→ **Excerpt**
'''
Grants have been intended to further research in all realms, most notably the cancer world, although the past 40 years have demonstrated an obvious decrease in grant funding, leading to fewer research breakthroughs in the industry. Top federal cancer officials have noted that the grant system needs to be changed because of the cautious steps, which the many cancer institutes take when funding research, but steps have yet to be implemented to curb this fact.
Many top scientists and researchers have come up with novel ideas that can either lead to developing more drugs to combat cancer, or lead to a further understanding of the causes of cancer. However, many grant programs refuse to fund such endeavors because they don’t contribute wholeheartedly towards winning the fight against cancer. Many of these industries are still hoping to discover an overarching cure for cancer, and devote more time and money to this single endeavor. Additionally, even some of the studies that can prove to be helpful in the cancer world are denied because of the lack of further research; these scientists cannot receive the proper research without grants and many are therefore caught in this catch-22 of sorts.
'''
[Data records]
'''
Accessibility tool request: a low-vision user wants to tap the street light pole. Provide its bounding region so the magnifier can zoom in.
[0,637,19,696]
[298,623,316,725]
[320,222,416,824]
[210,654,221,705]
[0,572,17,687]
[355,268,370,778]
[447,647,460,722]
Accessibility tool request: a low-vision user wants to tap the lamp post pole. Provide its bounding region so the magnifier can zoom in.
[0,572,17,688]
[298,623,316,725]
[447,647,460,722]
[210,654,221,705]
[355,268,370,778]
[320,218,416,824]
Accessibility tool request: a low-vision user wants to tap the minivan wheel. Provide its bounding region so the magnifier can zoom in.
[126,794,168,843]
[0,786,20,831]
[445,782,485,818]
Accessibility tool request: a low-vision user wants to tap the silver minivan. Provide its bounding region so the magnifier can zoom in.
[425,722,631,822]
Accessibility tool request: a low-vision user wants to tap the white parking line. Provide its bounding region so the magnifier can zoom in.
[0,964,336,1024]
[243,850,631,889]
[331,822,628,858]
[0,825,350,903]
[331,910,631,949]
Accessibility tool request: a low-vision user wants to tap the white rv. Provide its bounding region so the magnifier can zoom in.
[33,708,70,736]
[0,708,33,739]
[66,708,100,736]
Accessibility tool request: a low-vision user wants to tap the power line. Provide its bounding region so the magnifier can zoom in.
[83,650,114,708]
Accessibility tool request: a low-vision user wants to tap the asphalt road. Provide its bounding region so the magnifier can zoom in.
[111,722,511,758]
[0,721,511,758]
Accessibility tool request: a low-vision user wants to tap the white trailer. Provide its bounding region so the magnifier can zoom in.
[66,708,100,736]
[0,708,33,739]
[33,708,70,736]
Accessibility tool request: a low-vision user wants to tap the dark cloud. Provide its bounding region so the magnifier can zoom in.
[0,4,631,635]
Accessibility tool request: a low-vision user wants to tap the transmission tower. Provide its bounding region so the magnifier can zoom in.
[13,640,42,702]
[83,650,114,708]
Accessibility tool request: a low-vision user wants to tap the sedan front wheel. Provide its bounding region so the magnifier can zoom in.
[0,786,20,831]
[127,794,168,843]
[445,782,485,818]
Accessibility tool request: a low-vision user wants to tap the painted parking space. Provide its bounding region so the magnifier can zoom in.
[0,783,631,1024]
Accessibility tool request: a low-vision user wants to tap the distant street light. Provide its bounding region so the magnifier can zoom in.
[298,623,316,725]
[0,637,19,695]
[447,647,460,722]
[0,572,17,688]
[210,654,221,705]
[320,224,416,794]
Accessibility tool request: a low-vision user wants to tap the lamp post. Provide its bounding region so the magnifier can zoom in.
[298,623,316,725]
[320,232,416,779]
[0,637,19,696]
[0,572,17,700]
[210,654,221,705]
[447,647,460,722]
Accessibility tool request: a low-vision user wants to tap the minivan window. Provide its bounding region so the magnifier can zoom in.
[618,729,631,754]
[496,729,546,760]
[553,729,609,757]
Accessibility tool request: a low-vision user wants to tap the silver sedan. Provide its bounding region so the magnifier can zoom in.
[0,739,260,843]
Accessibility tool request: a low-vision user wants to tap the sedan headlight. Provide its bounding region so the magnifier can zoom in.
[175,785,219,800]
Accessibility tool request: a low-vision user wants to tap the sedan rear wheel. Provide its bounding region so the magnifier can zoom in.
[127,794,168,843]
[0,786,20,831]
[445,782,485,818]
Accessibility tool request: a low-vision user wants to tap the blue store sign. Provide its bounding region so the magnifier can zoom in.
'''
→ **About this task**
Update the passage on cancer research grants by writing out everything from "Many top scientists" down to "catch-22 of sorts." with "grant programs" replaced by "funding agencies".

→ **Response area**
Many top scientists and researchers have come up with novel ideas that can either lead to developing more drugs to combat cancer, or lead to a further understanding of the causes of cancer. However, many funding agencies refuse to fund such endeavors because they don’t contribute wholeheartedly towards winning the fight against cancer. Many of these industries are still hoping to discover an overarching cure for cancer, and devote more time and money to this single endeavor. Additionally, even some of the studies that can prove to be helpful in the cancer world are denied because of the lack of further research; these scientists cannot receive the proper research without grants and many are therefore caught in this catch-22 of sorts.